### DATA EXCERPTS:
- Opening Delimiter -

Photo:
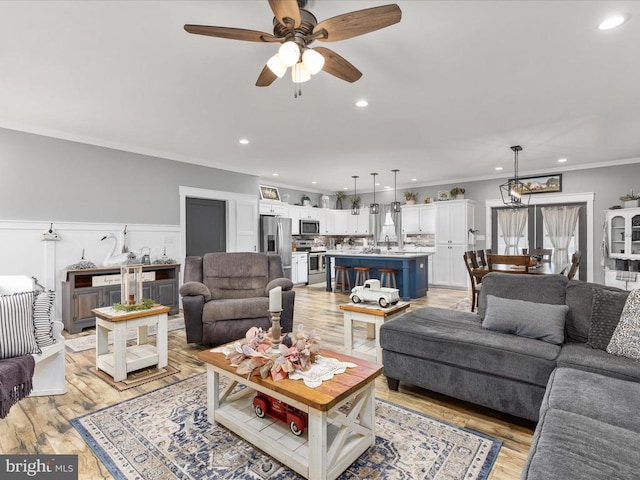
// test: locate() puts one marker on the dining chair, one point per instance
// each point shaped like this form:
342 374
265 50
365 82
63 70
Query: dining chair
575 261
471 255
475 286
521 261
482 259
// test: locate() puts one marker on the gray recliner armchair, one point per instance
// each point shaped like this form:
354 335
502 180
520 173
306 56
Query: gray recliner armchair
225 294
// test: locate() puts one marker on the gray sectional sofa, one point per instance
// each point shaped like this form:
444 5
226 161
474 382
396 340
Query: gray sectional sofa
557 373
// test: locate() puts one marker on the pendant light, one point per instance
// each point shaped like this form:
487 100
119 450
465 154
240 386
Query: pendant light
374 207
355 201
515 193
395 205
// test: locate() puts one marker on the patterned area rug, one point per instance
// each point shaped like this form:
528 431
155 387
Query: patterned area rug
164 434
88 342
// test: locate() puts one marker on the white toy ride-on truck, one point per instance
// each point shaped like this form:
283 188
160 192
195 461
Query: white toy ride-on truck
371 291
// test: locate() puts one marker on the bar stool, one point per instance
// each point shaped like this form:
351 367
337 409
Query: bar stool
387 277
362 275
342 279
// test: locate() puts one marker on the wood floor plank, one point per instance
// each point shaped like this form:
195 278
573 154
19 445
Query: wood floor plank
42 424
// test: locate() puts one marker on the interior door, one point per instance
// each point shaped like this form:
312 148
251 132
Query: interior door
206 226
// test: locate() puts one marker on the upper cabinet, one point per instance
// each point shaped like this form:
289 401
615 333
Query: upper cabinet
418 219
269 207
623 230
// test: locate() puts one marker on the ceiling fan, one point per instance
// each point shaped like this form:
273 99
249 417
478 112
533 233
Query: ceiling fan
296 28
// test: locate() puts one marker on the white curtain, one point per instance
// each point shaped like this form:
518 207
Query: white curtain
560 223
511 223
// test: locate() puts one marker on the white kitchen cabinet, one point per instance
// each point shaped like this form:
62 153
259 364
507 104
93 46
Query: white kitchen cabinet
299 267
418 219
339 218
623 231
269 207
454 218
293 212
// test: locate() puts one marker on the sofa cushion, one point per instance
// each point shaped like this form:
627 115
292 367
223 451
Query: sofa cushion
605 315
586 393
235 275
16 325
625 340
526 319
42 318
548 289
457 338
569 446
580 356
580 301
230 309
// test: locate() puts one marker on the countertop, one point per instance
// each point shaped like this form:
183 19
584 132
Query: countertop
383 254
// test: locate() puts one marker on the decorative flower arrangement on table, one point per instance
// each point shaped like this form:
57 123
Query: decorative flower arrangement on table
255 353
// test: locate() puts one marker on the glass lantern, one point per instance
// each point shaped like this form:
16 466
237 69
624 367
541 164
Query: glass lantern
131 284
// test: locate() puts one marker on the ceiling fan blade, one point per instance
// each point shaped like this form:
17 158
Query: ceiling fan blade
356 23
338 66
266 77
231 33
284 9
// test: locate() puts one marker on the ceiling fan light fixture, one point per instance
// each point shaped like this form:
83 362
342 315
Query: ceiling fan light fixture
312 60
289 53
276 66
300 73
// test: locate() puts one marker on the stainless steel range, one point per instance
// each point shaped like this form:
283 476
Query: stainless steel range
317 270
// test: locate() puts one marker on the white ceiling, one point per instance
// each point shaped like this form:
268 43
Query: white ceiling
450 88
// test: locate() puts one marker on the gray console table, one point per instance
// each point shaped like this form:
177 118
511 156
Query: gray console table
82 291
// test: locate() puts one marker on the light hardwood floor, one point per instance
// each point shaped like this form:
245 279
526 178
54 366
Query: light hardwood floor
41 425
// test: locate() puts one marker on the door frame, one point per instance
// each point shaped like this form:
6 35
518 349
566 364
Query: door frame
587 198
231 201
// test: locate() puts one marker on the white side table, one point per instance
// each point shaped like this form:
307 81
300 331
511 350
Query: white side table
122 360
374 316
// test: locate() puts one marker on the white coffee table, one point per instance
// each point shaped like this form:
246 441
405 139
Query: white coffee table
122 359
374 316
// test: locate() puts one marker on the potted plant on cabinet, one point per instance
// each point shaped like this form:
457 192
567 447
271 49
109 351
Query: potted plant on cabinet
630 200
457 193
410 197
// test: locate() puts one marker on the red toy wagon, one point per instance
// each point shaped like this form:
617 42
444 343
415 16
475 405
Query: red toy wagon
266 405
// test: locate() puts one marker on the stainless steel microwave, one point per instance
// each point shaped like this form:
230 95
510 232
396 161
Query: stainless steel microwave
309 227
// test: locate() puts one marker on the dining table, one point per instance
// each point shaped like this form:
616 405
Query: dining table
541 268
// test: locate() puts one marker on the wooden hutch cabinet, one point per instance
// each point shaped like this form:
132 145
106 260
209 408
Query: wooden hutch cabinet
84 290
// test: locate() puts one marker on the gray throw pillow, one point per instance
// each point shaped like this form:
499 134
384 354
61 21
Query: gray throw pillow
605 314
625 340
540 321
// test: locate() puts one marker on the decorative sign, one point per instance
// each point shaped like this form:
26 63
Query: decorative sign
106 280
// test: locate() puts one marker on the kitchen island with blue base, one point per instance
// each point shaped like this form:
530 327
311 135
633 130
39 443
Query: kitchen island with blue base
411 269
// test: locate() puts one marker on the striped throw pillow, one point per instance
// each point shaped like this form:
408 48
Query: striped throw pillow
17 334
42 318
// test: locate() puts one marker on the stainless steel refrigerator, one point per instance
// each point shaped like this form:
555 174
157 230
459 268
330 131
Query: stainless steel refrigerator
275 237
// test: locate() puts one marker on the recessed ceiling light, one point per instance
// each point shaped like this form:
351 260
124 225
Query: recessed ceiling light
612 22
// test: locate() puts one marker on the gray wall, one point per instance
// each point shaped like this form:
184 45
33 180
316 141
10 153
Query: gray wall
43 178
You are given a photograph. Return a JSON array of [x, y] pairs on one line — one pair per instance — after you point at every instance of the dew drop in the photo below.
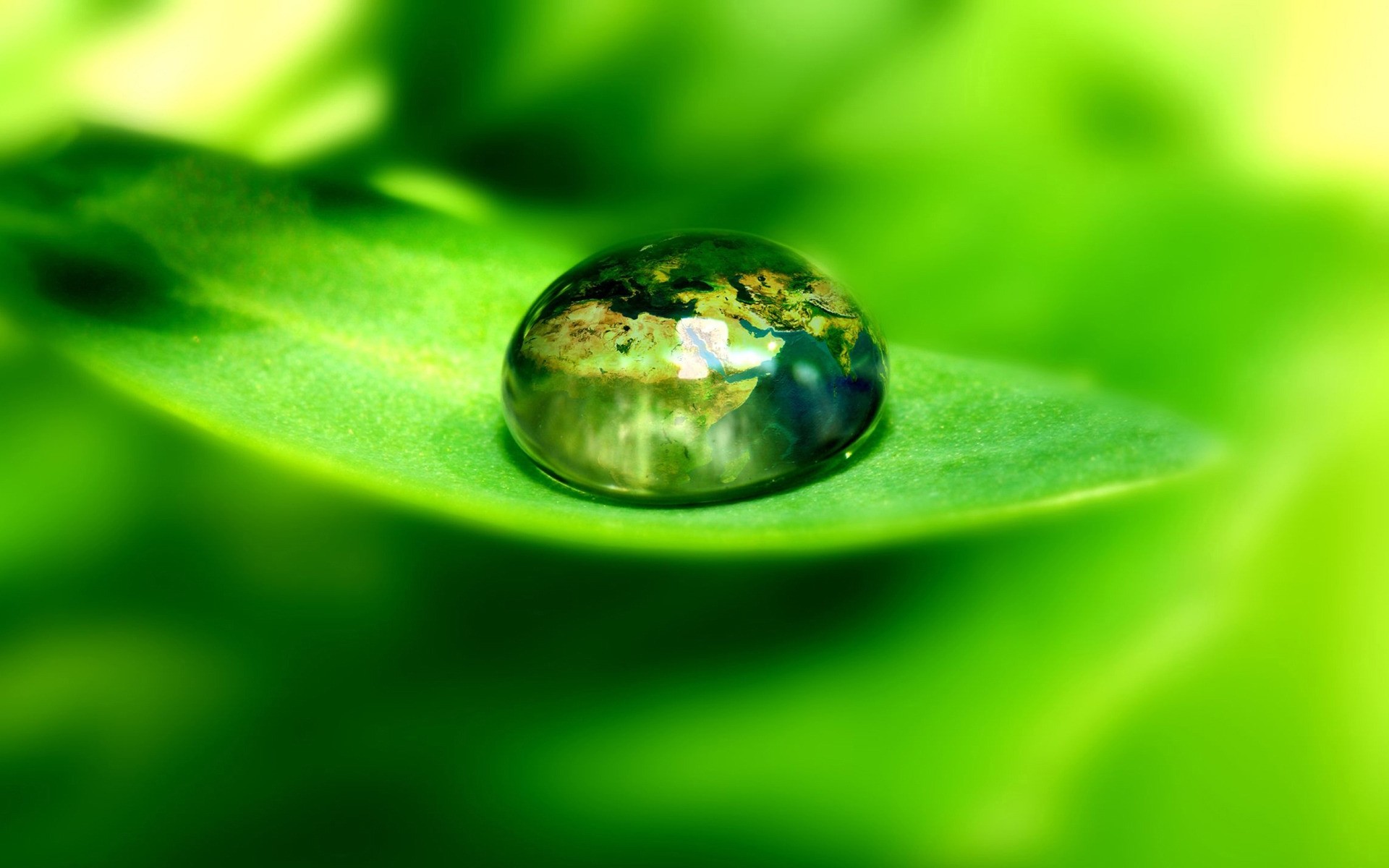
[[692, 367]]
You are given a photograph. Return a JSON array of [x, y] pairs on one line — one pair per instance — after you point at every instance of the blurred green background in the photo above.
[[208, 658]]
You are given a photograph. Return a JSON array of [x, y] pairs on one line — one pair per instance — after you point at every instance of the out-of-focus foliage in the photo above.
[[365, 338], [208, 659]]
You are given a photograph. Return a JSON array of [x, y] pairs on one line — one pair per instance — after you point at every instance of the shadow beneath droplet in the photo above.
[[862, 451]]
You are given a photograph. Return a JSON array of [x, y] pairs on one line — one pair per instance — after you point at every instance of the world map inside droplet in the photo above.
[[692, 367]]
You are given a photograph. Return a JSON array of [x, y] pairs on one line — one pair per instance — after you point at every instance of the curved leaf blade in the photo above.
[[363, 338]]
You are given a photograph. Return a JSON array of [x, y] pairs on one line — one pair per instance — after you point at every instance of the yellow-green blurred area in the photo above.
[[208, 658]]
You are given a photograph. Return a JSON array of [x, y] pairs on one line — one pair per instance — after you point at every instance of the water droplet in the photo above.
[[694, 367]]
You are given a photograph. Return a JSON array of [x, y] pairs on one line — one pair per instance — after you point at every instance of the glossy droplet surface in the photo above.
[[692, 367]]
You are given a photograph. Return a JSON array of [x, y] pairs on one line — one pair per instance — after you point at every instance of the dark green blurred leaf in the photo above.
[[365, 338]]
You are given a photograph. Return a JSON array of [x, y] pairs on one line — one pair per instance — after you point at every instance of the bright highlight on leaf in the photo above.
[[365, 338]]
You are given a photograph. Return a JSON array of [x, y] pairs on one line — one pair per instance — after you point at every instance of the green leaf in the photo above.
[[363, 338]]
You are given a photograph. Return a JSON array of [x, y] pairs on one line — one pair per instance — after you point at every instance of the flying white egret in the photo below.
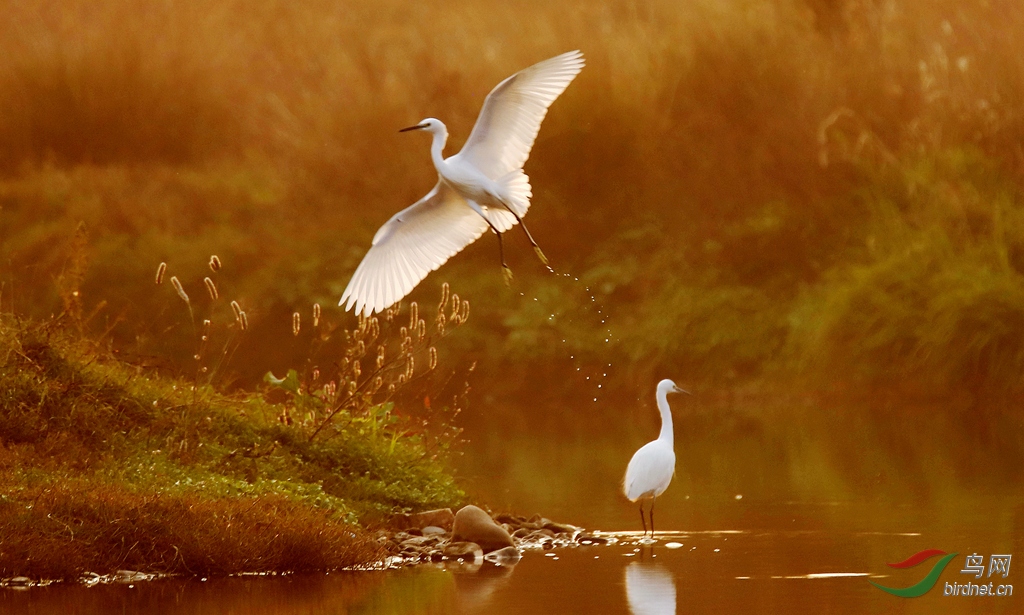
[[652, 466], [481, 186]]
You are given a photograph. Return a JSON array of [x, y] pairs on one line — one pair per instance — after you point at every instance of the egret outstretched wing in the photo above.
[[511, 117], [411, 245]]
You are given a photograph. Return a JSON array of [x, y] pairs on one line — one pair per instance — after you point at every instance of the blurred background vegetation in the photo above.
[[816, 196]]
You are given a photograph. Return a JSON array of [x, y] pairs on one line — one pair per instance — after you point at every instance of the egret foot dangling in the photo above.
[[540, 255]]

- Closing Delimiter -

Transcribe exactly, and only, the lines from the line with "blurred leaf in the photo above." through the last line of the records, inclusive; the pictures do not belong in the copy.

### ANSWER BELOW:
You are given a photograph. Return a JSON array of [x, y] pairs on one line — one pair per instance — after you point at every instance of the dark green blurred leaf in the photo above.
[[365, 338]]
You are given a photograph. Return a JSON array of [x, y] pairs on one line — one pair per instance — after you point at every instance of the bright highlight on leaf in the photo above.
[[365, 338]]
You are given a photograph. Return a JSON array of [x, y] pairs on one line — one pair per instance — after you point at every instance of the green leaf in the photo above.
[[363, 338]]
You are given a photograph. Return a JSON array of [x, y] pairs on one line — one pair per instance — after you point at every instance of the flying white egret in the photo below.
[[652, 466], [481, 186]]
You are given a photograph. Return a JSON array of [x, y] pairs on one line — one pair per instance — after you point at every instance of the egret outstretched wing in the photo above.
[[511, 117], [411, 245]]
You are given a photograph. Return a JSON array of [x, y] pairs on one line — one pair per instance — after you point at every instance of the blurred background vegetation in the photo above.
[[816, 196]]
You are given a photograph. Return a JSON array of [x, y] pairs on one line — one pair per instance — after you point at every instance of the egret foot dangling in the photo above.
[[540, 255]]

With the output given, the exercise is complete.